Aneuploidy and Polyploidy Lecture Notes

Aneuploidy and Polyploidy

A) Aneuploidy

  • Aneuploidy and Polyploidy: Changes in chromosome number.

    • Aneuploidy: Loss or gain of one or more entire chromosomes.
      • Monosomy: Loss of one chromosome. Represented as 2n-1.
      • Trisomy: Gain of one chromosome. Represented as 2n+1.
    • Polyploidy: Gain of whole sets of chromosomes.

  • Examples of Aneuploidy Types

    • Given an example where 2n=6 with chromosomes 1, 2, and 3:
      • Euploid: 2n, e.g., 11 22 33
      • Aneuploid Monosomic: 2n-1, e.g., 1 22 33, 11 2 33, 11 22 3
      • Aneuploid Trisomic: 2n+1, e.g., 111 22 33, 11 222 33, 11 22 333

  • Phenotype of Aneuploids

    • Ranges from relatively mild to severe.
    • Depends strongly on which chromosome is affected due to varying importance of gene copy number for different genes/chromosomes.
    • More severe for autosomes than for sex chromosomes.

  • Non-Disjunction (ND)

    • Failure of chromosomes to undergo typical separation at anaphase of meiosis, a rare accident.
    • Aneuploidy is caused by non-disjunction (ND) in meiosis.
      • Non-disjunction in meiosis I: Failure of separation of a pair of homologous chromosomes – two homologues go to one pole and none to the other.
      • Non-disjunction in meiosis II: Failure of a pair of sister chromatids to separate – two chromatids go to one pole and none to the other.

  • Zygote Formation with Non-Disjunction

    • Typical zygote: n + n \rightarrow 2n
    • Monosomic zygote (from non-disjunction): (n - 1) + n \rightarrow 2n - 1
    • Trisomic zygote (from non-disjunction): (n + 1) + n \rightarrow 2n + 1
    • Leads to gametes with one more or one less chromosome than typical, joining with a typical gamete at fertilization, resulting in a zygote with an atypical chromosome number.

  • Non-Disjunction Outcomes

    • If ND occurs at anaphase I, the n + 1 gamete carries two different homologues.
    • If ND occurs at anaphase II, the n + 1 gamete carries two copies of the same homologue.
----
> What you will do
- A) Answer these from the aneuploidy notes:
(i) How is trisomy represented?
(ii) Is the phenotype of aneuploids more severe for autosomes or for sex chromosomes?
(iii) If non-disjunction occurs at anaphase II, what does the n + 1 gamete carry?
- B) Reproduce the aneuploidy notes word for word, everything from "Aneuploidy and Polyploidy Lecture" down to "Represented as 2n+1.".

> Recorded data
----
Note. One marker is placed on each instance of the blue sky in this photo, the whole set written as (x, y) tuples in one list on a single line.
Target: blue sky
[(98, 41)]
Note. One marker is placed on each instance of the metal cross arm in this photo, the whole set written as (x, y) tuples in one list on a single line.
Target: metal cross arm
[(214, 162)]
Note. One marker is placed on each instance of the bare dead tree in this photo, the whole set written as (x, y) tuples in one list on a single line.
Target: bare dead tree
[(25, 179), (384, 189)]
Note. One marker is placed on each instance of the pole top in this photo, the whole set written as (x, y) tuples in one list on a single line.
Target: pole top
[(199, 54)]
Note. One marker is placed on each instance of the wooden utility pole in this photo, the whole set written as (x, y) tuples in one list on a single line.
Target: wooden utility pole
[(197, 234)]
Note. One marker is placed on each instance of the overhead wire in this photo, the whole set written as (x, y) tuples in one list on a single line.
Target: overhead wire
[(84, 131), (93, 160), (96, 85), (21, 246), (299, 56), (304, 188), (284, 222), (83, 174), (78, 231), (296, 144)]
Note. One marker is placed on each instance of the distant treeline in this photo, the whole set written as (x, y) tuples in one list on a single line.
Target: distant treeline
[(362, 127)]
----
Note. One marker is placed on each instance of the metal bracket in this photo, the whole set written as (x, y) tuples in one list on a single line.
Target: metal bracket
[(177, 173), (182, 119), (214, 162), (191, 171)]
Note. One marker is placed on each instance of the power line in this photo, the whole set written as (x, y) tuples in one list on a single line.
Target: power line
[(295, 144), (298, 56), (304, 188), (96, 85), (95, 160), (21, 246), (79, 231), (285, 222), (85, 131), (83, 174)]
----
> Solved problems
- A)
(i) 2n+1
(ii) Autosomes
(iii) Two copies of the same homologue

- B)
Aneuploidy and Polyploidy Lecture Notes

Aneuploidy and Polyploidy

A) Aneuploidy

  • Aneuploidy and Polyploidy: Changes in chromosome number.

    • Aneuploidy: Loss or gain of one or more entire chromosomes.
      • Monosomy: Loss of one chromosome. Represented as 2n-1.
      • Trisomy: Gain of one chromosome. Represented as 2n+1.